Exercise requirements:
Copy every item below word for word, keeping each one on its own line.

Stored records:
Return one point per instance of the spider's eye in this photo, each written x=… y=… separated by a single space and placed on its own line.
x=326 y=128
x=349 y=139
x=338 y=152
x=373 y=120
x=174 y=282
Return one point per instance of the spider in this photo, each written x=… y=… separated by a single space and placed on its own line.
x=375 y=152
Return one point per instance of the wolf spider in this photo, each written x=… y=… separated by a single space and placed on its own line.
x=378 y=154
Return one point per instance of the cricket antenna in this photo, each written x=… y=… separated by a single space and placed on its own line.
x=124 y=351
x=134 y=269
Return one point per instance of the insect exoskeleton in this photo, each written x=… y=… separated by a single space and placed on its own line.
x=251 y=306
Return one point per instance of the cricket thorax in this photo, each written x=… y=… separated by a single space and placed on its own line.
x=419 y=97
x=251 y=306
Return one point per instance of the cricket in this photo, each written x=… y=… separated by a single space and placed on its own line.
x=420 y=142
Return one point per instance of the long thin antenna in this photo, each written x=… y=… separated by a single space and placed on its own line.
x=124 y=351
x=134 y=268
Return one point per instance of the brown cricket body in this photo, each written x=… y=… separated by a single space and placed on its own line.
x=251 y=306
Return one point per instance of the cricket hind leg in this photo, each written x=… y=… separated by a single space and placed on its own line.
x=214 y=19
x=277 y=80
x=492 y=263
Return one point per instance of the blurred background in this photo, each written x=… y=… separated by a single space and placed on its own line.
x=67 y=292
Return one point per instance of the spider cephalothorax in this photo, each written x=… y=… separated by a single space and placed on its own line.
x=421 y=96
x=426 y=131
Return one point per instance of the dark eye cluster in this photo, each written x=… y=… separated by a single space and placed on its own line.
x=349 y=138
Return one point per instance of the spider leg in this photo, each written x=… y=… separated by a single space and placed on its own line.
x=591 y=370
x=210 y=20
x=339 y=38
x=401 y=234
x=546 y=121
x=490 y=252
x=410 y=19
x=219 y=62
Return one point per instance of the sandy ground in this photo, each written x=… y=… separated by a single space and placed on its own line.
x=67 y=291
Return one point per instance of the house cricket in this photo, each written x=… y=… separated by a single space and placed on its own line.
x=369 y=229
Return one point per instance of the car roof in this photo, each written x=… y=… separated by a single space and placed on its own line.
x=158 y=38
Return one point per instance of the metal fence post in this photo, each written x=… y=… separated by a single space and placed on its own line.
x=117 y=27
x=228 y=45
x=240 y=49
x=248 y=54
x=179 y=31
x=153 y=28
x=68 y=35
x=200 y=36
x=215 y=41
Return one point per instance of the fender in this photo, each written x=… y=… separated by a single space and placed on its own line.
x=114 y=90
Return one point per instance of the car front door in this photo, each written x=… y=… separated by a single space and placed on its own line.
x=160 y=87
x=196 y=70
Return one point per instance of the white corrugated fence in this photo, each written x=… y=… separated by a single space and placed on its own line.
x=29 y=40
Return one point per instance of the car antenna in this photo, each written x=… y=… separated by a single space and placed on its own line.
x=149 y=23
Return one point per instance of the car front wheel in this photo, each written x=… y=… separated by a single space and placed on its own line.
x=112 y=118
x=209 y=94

Answer below:
Return one point per instance of the spider's eye in this photo, each written x=… y=… separated by a single space and placed on its own line.
x=326 y=128
x=349 y=139
x=338 y=152
x=373 y=120
x=174 y=282
Return one point per instance of the spider in this photo, each written x=… y=… separated by a single space and placed on its own line.
x=375 y=152
Return one point per instance of the wolf spider in this photo, each written x=… y=… separated by a single space and placed on its own line.
x=378 y=154
Return one point per instance of the cricket antenna in this photo, each written x=… y=… separated by a single space and placed on its own line.
x=124 y=351
x=134 y=269
Return one point per instance of the insect exoskeleton in this photo, each written x=… y=… separated by a single space and placed on its own line.
x=251 y=306
Return one point per instance of the cricket thorax in this photo, each written x=… y=… separated by a single space and placed on its own line.
x=419 y=97
x=251 y=306
Return one point per instance of the cricket in this photo, each written x=… y=… separated by a single space and placed on its own line.
x=420 y=142
Return one point per instance of the long thin antenna in this photo, each written x=… y=… separated by a single space and placed on its own line.
x=124 y=351
x=134 y=268
Return one point per instance of the brown cricket body in this photo, each written x=… y=… separated by a single space and placed on its own line.
x=251 y=306
Return one point per instance of the cricket hind leg in this photo, each written x=… y=… separated by a single space and placed on its own line.
x=214 y=19
x=277 y=80
x=492 y=263
Return one point per instance of the blurred background in this photo, each written x=… y=… separated by a single space and placed on its own line.
x=67 y=292
Return one point per instance of the spider cephalothorax in this photo, each written x=… y=… separated by a single space and placed on its own line.
x=421 y=96
x=426 y=131
Return one point per instance of the dark eye cluster in this photo, each written x=… y=… separated by a single space and placed on its own line.
x=349 y=138
Return one point per instance of the spider leg in this photo, each written x=… y=… separated by a single space and placed on its own line.
x=591 y=370
x=210 y=20
x=339 y=38
x=401 y=234
x=546 y=121
x=490 y=252
x=410 y=19
x=219 y=62
Return one point per instance of the sandy ground in this photo, each written x=… y=… separated by a single space and placed on its own line.
x=67 y=291
Return one point per instance of the house cricket in this photo, each written x=… y=… separated by a single space and placed on its own line.
x=369 y=229
Return one point per instance of the car roof in this photo, each written x=… y=… separated by a single space and placed on its own line.
x=158 y=38
Return one point per instance of the metal fence post in this photo, each written x=… y=… separated by a single space and placed on its own line.
x=117 y=27
x=228 y=45
x=240 y=49
x=248 y=54
x=179 y=31
x=153 y=28
x=68 y=35
x=200 y=36
x=215 y=41
Return one point per instance of the fender in this photo, each written x=… y=… separated by a single space and placed on its own line.
x=114 y=90
Return one point per instance of the car front door in this photo, each written x=… y=… separated by a single space and placed on its own line.
x=160 y=87
x=196 y=70
Return one point per instance of the white corrugated fence in this photo, each written x=… y=… separated by a single space and placed on its own line.
x=29 y=40
Return one point per instance of the car antenna in this photo, each written x=… y=… separated by a single space and placed on its own line.
x=149 y=23
Return one point per instance of the car front wheel in this photo, each written x=… y=… separated by a single space and placed on its own line.
x=112 y=118
x=209 y=94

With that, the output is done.